### Zitierte Passage
- - -

Die nackten Zahlen sprechen eine eindeutige Sprache: Kein Tor in fünf Bundesligaspielen, somit logischerweise auch kein Sieg. Mit nur zwölf Punkten nach zehn Spieltagen steht Borussia so schlecht da wie seit der Saison 2010/2011 nicht mehr. Und wem das noch nicht deutlich genug ist, der erhält noch einen Wert obendrauf: Trotz der fünf Pleiten zu Beginn der letzten Saison stand Borussia nach zehn Spieltagen drei Punkte besser da, als in diesem Jahr.
Es gibt also nichts zu beschönigen in Mönchengladbach. Die Borussia steckt in der Krise. Wie immer im Fußball, ergeben mehrere Einzelteile ein solches Gesamtbild. In den letzten Wochen wurde vieles thematisiert: Die Verletzungen von Schlüsselspielern, die Dreifachbelastung und die weggebrochenen Möglichkeiten, die Belastung durch gezielte Rotation aufzufangen.

- - -

### Arbeitsauftrag
Beantworte zum Text über Borussia Mönchengladbach oben folgende Fragen:
(a) Wie viele Punkte hat Borussia nach zehn Spieltagen?
(b) Seit welcher Saison stand Borussia nicht mehr so schlecht da?
(c) Welche Themen wurden laut dem Text in den letzten Wochen angesprochen?

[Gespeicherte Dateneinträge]
- - -

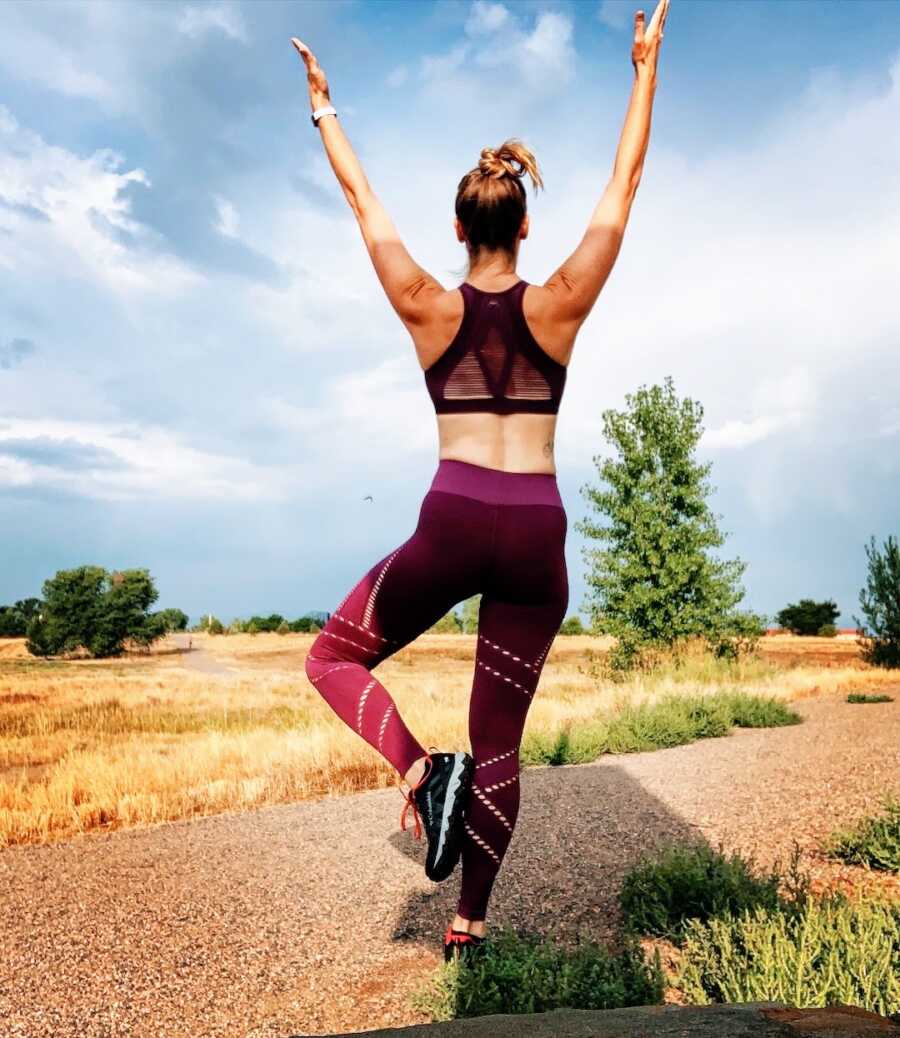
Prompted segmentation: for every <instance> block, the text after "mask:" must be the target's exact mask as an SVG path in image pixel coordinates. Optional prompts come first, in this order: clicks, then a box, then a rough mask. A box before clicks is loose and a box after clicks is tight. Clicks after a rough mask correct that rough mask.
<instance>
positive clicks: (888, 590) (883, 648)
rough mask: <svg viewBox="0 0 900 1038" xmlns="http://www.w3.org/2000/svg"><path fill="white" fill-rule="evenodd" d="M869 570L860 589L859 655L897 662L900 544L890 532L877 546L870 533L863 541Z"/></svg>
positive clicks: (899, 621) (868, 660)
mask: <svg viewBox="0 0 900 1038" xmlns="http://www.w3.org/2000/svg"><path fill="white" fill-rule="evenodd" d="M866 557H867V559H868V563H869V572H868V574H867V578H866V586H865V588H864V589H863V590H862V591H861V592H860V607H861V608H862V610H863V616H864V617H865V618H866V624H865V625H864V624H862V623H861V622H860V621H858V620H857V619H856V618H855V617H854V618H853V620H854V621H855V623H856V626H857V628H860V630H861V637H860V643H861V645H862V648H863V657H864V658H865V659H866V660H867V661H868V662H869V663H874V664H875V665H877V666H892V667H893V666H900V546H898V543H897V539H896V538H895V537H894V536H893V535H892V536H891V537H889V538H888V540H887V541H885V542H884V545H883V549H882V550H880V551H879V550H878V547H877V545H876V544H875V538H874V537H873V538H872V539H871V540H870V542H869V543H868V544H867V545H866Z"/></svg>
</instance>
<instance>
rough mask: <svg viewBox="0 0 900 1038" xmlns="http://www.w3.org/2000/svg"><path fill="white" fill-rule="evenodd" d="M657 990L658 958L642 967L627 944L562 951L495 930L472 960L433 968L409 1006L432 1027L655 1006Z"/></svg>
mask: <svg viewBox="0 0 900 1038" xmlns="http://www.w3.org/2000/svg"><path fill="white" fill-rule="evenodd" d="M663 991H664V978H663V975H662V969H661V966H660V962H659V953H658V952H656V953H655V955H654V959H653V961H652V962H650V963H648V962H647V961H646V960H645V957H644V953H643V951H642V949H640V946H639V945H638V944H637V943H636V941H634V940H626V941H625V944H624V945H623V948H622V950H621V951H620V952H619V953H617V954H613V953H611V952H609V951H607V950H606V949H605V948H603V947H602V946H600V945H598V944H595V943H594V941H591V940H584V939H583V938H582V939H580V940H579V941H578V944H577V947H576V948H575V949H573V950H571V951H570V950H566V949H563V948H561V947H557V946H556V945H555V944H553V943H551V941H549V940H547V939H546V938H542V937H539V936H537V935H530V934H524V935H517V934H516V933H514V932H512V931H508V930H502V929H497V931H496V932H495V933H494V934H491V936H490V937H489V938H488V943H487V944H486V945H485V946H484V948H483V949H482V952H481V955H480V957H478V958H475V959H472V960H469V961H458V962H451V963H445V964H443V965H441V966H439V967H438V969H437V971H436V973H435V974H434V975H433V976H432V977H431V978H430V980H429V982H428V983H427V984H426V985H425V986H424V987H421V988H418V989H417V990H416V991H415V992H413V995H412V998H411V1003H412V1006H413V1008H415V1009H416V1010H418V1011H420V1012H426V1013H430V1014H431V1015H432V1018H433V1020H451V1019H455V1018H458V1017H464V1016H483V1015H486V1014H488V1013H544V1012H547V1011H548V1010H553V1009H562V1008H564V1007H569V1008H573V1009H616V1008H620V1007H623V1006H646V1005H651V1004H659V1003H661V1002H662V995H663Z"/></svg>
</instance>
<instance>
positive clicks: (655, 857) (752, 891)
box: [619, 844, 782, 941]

- - -

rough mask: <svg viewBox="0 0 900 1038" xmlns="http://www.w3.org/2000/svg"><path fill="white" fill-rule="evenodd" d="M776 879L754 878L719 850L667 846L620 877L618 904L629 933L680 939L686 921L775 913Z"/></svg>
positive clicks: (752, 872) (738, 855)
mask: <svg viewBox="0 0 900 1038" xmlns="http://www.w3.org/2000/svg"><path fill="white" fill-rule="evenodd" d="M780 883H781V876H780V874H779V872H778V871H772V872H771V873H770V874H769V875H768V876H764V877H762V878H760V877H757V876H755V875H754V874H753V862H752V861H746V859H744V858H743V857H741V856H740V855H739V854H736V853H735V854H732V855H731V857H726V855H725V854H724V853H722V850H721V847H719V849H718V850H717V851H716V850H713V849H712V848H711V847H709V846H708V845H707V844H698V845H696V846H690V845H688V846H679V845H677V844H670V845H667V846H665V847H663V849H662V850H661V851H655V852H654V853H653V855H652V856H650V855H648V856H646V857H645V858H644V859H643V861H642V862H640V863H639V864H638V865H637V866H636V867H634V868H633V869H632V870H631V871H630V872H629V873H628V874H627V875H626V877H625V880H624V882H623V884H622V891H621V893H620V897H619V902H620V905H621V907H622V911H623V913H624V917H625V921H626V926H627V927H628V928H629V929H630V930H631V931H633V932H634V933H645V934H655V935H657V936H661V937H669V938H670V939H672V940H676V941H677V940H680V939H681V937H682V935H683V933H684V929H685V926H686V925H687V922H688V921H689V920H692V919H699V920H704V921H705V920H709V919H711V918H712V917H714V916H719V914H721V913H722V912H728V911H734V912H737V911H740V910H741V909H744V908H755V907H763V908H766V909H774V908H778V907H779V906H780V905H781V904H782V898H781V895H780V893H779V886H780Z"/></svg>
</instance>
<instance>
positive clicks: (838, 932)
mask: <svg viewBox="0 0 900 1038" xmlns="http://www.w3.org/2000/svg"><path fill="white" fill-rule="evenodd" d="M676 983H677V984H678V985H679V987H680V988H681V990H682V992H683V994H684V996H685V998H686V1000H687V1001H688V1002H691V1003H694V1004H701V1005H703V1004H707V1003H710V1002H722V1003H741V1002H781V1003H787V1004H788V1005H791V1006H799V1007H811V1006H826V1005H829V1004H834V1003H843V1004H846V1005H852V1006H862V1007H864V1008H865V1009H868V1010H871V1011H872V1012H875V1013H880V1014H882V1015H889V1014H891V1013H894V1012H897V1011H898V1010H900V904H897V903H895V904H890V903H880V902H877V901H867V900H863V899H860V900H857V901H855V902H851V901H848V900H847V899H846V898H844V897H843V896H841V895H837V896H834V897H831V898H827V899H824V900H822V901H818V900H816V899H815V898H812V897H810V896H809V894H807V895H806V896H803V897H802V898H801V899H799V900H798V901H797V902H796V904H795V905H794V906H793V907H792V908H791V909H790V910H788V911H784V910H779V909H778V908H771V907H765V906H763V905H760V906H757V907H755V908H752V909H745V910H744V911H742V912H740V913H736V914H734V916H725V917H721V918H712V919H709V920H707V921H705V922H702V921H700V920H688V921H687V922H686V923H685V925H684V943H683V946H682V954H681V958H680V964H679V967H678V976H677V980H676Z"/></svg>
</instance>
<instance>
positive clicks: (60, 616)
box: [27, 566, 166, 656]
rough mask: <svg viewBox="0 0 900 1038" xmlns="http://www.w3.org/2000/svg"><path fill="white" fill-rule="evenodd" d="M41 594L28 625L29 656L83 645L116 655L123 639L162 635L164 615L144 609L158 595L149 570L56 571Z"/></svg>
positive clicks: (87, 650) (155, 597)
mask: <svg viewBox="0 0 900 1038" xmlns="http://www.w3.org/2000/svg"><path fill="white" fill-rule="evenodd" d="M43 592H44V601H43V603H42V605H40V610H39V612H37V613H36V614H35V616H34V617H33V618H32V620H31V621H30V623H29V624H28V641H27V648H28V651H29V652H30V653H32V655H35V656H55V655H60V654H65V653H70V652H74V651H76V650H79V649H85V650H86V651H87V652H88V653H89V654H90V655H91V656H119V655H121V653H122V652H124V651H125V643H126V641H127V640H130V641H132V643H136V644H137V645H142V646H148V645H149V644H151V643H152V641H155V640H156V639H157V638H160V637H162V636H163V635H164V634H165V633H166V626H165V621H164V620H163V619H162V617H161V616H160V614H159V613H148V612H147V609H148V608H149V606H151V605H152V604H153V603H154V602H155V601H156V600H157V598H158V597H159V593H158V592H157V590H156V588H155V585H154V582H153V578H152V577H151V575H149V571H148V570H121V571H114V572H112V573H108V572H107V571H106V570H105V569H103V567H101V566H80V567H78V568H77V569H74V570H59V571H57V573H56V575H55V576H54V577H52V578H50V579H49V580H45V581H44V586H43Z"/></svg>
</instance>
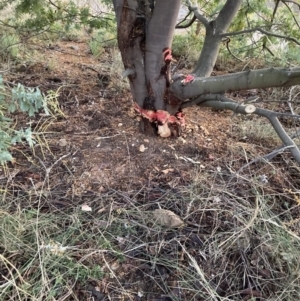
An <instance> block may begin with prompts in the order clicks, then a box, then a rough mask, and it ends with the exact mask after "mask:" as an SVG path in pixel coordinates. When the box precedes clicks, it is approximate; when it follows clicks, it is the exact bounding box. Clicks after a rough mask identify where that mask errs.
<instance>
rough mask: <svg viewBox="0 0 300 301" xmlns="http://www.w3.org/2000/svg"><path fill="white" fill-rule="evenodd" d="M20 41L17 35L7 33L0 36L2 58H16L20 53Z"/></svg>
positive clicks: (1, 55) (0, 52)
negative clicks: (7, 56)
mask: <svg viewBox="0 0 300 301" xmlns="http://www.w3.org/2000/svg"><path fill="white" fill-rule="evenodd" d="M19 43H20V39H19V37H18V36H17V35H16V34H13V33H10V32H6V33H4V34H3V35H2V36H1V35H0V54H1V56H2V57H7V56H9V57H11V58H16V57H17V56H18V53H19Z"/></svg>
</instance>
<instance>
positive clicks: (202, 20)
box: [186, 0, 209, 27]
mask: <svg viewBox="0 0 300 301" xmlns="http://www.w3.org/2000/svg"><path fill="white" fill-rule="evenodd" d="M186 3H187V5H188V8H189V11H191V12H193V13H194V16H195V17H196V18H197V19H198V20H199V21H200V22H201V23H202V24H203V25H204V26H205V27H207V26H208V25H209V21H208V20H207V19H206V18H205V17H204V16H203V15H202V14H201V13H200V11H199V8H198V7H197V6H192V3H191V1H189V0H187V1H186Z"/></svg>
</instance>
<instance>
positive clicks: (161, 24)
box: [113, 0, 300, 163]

- - -

### Lösung
(a) Zwölf Punkte.
(b) Seit der Saison 2010/2011.
(c) Die Verletzungen von Schlüsselspielern, die Dreifachbelastung und die weggebrochenen Möglichkeiten, die Belastung durch gezielte Rotation aufzufangen.